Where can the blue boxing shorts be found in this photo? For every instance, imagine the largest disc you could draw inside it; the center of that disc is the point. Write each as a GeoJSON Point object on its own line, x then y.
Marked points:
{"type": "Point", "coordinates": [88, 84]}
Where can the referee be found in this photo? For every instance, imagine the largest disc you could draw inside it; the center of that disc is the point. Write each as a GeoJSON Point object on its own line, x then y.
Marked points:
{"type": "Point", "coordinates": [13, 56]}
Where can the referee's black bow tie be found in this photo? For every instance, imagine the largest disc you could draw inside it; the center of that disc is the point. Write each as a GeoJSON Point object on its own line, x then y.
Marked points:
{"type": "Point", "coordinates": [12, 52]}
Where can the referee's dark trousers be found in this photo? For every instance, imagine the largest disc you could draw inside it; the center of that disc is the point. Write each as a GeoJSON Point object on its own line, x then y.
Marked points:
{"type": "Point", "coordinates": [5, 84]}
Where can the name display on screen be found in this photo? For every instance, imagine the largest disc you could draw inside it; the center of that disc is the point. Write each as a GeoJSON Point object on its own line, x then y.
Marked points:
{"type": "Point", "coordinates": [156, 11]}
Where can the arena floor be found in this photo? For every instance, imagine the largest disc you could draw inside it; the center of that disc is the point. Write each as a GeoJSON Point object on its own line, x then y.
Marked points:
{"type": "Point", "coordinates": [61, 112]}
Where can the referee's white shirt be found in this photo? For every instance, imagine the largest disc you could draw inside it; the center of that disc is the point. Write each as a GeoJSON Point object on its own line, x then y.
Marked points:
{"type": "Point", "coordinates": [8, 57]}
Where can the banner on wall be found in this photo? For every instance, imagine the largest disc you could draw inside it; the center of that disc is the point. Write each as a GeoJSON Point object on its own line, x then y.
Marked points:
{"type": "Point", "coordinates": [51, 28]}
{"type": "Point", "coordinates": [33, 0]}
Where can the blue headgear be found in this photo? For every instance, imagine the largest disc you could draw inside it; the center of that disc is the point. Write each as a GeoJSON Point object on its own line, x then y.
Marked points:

▬▬▬▬▬▬

_Written task_
Copy out every row above verbatim, line by line, from the first to the last.

_Right answer_
Where can the blue boxing shorts be found in this photo? For every instance, imagine the largest disc you could draw inside it; the center of that disc is the point. Write each as a GeoJSON Point object on its own line, x then y.
Marked points:
{"type": "Point", "coordinates": [88, 84]}
Where can the referee be found in this photo? For every instance, imagine the largest disc you could draw inside it; the center of that disc is the point. Write each as a GeoJSON Point object on its own line, x then y.
Marked points:
{"type": "Point", "coordinates": [13, 56]}
Where can the referee's black bow tie be found in this photo? For every instance, imagine the largest disc you could draw inside it; the center of that disc is the point. Write each as a GeoJSON Point object on its own line, x then y.
Marked points:
{"type": "Point", "coordinates": [12, 52]}
Where can the referee's dark trousers be found in this photo? For every instance, imagine the largest disc you could draw inside it; the center of that disc is the point. Write each as a GeoJSON Point object on its own line, x then y.
Marked points:
{"type": "Point", "coordinates": [5, 84]}
Where can the name display on screen be found in this photo? For every instance, imagine the largest disc you could draw inside it; the center of that disc is the point. Write each as a GeoJSON Point object on its own line, x then y.
Marked points:
{"type": "Point", "coordinates": [156, 11]}
Where can the arena floor be found in this photo? For every instance, imagine the largest disc you could draw inside it; the center of that disc is the point. Write each as a GeoJSON Point object on its own line, x then y.
Marked points:
{"type": "Point", "coordinates": [61, 112]}
Where can the referee's white shirt be found in this photo? For every instance, imagine the largest disc you could draw inside it; the center of that disc is the point. Write each as a GeoJSON Point object on its own line, x then y.
Marked points:
{"type": "Point", "coordinates": [8, 57]}
Where can the banner on wall be found in this photo? For every instance, imagine the largest disc you could draw inside it; the center of that disc is the point. Write each as a GeoJSON Point object on its own line, x then y.
Marked points:
{"type": "Point", "coordinates": [51, 28]}
{"type": "Point", "coordinates": [33, 0]}
Where can the blue headgear be found in this photo? For every instance, imagine the largest disc you could draw inside it; the center of that disc is the point. Write each as a GeoJSON Point object on its own line, x then y.
Marked points:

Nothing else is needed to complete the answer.